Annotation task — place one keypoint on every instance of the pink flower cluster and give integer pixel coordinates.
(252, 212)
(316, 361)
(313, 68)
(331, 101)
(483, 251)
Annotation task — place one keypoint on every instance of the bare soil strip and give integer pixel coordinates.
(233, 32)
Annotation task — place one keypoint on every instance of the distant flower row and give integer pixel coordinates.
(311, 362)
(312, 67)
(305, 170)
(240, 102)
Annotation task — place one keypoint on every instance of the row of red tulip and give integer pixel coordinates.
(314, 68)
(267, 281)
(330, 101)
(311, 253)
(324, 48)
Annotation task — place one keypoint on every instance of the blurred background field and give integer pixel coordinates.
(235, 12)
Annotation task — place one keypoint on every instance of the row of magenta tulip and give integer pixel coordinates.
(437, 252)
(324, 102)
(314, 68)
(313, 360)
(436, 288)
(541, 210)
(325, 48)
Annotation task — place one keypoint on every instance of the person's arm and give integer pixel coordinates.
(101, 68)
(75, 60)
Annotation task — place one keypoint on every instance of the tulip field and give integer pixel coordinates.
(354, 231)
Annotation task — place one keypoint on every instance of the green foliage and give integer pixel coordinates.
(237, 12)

========

• Latihan Tertulis
Sajikan baris-baris daftar di atas sebagai tabel Markdown dengan kolom "Nomor" dan "Isi Baris", mulai dari baris yang memuat "red tulip and give integer pixel coordinates." sampai baris terakhir daftar, keduanya ikut dimasukkan. Baris kosong tidak perlu dimasukkan.

• Hasil
| Nomor | Isi Baris |
|---|---|
| 1 | Annotation task — place one keypoint on every instance of the row of red tulip and give integer pixel coordinates. |
| 2 | (314, 68) |
| 3 | (267, 281) |
| 4 | (330, 101) |
| 5 | (311, 253) |
| 6 | (324, 48) |
| 7 | Annotation task — place one keypoint on every instance of the blurred background field and give integer pixel coordinates. |
| 8 | (235, 12) |
| 9 | Annotation task — place one keypoint on every instance of the row of magenta tulip and give integer pixel coordinates. |
| 10 | (437, 252) |
| 11 | (324, 102) |
| 12 | (314, 68) |
| 13 | (313, 360) |
| 14 | (436, 288) |
| 15 | (541, 210) |
| 16 | (325, 48) |
| 17 | Annotation task — place one keypoint on every instance of the person's arm and give integer pixel coordinates. |
| 18 | (101, 68) |
| 19 | (75, 60) |
| 20 | Annotation task — place one keypoint on every instance of the tulip field and give integer pixel coordinates. |
| 21 | (354, 231) |
| 22 | Annotation task — place one keypoint on every instance of the green foliage and give integer pixel coordinates. |
| 23 | (237, 12) |